# Stated task
Render the records, from their first line through and including the line containing "79), (91, 80)]", as a Markdown table with the columns Row and Line. Number each row, and omit any blank lines.

* BEGIN *

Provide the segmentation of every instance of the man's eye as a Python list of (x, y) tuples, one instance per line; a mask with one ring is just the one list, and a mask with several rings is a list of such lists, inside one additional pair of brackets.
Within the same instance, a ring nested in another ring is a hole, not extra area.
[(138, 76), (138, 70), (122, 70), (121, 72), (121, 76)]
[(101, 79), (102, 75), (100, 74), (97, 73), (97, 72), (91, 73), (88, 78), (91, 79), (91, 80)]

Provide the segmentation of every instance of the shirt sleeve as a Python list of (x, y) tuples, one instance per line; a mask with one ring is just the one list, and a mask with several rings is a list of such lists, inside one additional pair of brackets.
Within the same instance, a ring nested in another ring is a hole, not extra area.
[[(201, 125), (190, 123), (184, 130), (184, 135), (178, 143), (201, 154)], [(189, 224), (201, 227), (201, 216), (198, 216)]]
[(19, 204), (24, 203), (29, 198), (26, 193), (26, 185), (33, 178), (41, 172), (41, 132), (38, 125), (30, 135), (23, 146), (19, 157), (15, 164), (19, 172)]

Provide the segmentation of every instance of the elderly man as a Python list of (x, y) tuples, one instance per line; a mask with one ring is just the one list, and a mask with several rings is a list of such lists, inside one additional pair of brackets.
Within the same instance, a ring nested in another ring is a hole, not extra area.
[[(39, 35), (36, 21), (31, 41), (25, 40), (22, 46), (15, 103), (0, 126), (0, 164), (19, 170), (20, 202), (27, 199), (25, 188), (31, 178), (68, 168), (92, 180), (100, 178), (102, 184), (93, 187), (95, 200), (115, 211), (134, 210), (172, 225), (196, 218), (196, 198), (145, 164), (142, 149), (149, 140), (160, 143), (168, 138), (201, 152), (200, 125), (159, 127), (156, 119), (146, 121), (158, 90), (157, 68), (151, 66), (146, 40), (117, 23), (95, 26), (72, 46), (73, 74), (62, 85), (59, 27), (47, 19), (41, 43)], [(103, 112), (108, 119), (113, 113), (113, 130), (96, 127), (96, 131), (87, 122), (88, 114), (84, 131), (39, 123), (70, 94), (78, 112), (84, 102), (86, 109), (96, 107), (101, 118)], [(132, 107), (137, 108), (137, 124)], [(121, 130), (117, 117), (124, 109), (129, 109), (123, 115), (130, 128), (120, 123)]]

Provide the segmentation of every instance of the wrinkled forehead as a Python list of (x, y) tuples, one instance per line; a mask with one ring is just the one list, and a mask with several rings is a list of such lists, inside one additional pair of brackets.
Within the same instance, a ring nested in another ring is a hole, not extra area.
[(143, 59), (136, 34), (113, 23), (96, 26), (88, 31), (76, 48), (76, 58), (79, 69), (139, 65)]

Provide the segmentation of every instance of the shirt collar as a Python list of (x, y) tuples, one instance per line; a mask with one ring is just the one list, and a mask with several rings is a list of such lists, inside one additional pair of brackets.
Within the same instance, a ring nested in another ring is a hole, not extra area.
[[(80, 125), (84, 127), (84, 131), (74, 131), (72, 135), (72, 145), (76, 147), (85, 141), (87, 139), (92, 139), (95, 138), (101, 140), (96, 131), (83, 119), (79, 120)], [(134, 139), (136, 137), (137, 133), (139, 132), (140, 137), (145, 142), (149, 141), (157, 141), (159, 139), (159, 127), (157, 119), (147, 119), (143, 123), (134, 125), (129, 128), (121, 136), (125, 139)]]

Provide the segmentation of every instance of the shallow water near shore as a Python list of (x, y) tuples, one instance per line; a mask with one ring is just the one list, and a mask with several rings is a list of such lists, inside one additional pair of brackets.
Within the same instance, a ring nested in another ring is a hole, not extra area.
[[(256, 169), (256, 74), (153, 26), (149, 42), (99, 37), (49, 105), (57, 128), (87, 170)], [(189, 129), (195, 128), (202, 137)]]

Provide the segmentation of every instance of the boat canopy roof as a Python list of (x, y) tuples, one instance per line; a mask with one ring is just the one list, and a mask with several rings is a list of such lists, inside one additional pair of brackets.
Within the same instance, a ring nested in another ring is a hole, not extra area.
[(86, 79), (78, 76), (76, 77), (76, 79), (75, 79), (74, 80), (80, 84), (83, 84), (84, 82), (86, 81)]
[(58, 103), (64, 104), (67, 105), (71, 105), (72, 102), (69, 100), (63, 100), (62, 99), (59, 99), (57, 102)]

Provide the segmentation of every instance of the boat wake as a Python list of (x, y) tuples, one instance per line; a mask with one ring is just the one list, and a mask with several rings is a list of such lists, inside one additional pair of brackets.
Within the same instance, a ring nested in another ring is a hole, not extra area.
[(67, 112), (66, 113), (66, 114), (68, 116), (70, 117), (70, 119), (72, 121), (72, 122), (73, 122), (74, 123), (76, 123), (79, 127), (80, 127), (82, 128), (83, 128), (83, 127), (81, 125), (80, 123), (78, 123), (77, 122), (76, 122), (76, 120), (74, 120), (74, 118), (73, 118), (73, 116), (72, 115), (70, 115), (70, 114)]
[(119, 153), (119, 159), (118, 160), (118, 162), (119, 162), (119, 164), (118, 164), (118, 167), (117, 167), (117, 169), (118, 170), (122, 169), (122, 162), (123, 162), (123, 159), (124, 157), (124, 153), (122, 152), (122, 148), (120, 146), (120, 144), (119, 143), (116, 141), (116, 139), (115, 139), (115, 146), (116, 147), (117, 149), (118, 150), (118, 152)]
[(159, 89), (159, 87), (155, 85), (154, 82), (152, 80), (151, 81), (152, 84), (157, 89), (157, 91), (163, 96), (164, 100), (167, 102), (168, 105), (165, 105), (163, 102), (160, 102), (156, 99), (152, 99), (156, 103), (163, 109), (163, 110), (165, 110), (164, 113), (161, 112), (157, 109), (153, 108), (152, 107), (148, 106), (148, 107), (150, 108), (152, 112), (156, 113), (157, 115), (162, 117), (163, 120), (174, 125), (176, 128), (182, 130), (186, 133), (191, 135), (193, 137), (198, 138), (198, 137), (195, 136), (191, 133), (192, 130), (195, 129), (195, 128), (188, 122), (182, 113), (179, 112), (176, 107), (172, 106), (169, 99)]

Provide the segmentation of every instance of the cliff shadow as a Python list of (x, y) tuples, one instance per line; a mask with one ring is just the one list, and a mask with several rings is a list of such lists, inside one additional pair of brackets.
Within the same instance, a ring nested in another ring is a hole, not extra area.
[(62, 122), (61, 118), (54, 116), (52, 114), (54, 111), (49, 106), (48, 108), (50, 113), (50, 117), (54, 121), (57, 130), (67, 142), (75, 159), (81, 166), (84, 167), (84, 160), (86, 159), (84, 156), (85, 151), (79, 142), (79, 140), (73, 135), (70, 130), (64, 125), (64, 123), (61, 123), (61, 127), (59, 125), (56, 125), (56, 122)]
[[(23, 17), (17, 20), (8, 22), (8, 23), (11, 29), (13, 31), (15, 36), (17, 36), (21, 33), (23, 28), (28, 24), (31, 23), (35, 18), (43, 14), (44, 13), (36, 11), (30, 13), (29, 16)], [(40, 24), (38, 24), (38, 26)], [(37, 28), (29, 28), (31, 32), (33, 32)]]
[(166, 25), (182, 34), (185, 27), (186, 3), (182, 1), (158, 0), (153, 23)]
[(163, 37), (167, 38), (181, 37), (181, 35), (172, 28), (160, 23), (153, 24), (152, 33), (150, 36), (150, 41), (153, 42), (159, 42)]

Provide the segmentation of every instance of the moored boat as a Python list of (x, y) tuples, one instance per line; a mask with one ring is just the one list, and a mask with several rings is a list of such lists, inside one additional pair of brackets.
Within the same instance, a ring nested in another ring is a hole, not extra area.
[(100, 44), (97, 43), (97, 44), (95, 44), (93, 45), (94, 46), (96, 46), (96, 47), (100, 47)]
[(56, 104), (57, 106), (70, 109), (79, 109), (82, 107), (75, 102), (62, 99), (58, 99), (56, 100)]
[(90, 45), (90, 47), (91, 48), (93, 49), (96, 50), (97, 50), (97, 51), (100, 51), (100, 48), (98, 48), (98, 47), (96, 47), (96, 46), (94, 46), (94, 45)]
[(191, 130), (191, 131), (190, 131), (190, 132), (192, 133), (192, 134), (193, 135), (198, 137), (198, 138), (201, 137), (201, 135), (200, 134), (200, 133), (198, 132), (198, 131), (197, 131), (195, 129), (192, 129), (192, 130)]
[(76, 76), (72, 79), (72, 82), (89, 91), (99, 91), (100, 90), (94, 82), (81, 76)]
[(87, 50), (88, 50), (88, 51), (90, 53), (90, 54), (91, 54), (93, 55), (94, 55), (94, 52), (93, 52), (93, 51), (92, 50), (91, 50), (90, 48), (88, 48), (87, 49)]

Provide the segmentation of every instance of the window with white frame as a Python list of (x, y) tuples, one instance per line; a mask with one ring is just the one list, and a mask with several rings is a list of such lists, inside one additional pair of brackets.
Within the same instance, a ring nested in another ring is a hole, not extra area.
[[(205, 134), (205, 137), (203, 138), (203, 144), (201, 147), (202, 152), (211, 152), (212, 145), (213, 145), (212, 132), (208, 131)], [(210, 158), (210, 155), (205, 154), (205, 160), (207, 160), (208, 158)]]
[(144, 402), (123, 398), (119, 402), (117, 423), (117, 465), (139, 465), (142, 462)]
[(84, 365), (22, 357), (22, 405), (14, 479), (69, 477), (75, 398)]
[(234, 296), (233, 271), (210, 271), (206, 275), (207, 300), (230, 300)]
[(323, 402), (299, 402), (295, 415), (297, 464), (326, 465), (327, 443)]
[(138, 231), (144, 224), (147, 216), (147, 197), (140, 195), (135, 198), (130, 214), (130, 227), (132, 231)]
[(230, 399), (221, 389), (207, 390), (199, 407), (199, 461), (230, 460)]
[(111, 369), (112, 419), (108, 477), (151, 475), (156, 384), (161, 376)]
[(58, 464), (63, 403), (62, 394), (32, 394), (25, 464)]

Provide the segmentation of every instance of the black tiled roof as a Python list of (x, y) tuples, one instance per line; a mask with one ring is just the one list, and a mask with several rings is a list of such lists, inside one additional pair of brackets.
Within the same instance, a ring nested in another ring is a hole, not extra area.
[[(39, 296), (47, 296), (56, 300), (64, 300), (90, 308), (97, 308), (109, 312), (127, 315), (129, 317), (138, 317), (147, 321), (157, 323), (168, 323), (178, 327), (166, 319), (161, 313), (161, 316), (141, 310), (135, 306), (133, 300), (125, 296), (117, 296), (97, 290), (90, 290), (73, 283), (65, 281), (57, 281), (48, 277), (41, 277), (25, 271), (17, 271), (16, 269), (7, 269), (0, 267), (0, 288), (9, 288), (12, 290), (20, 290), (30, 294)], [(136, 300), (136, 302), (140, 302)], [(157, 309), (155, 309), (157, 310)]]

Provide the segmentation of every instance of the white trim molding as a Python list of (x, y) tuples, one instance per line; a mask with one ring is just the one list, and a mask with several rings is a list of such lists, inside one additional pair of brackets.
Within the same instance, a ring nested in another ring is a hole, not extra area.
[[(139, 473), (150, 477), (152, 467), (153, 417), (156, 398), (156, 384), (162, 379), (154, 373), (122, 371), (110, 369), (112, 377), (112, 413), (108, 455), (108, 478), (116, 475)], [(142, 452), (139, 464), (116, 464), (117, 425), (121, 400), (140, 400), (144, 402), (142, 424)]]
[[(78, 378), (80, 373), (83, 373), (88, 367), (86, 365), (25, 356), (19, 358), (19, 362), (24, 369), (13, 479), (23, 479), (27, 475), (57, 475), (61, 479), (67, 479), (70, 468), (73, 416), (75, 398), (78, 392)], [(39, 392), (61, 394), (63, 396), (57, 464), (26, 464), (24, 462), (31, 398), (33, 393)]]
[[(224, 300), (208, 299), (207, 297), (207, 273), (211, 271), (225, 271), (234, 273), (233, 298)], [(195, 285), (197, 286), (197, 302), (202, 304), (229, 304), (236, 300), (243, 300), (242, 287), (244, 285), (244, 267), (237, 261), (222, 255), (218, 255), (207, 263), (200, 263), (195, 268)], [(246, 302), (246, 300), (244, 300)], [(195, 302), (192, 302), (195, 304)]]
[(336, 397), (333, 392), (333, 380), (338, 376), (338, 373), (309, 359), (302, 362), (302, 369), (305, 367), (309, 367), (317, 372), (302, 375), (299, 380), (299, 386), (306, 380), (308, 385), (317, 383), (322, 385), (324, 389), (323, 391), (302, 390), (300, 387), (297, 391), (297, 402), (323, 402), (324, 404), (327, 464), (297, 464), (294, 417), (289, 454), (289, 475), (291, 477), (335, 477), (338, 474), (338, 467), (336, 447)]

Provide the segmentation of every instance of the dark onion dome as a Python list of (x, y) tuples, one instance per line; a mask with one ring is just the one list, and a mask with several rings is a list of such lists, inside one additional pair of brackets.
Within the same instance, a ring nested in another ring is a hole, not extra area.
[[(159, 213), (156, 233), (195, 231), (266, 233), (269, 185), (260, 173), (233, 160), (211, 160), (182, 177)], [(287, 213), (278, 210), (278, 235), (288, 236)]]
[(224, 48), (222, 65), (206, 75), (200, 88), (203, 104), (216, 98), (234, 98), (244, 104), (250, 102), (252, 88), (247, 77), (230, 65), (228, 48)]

* END *

# Final answer
| Row | Line |
|---|---|
| 1 | Provide the segmentation of every instance of the man's eye as a Python list of (x, y) tuples, one instance per line; a mask with one ring is just the one list, and a mask with several rings is a list of such lists, inside one additional pair of brackets. |
| 2 | Within the same instance, a ring nested in another ring is a hole, not extra area. |
| 3 | [(138, 76), (138, 70), (122, 70), (121, 72), (121, 76)] |
| 4 | [(101, 79), (102, 75), (100, 74), (97, 73), (97, 72), (91, 73), (88, 78), (91, 79), (91, 80)] |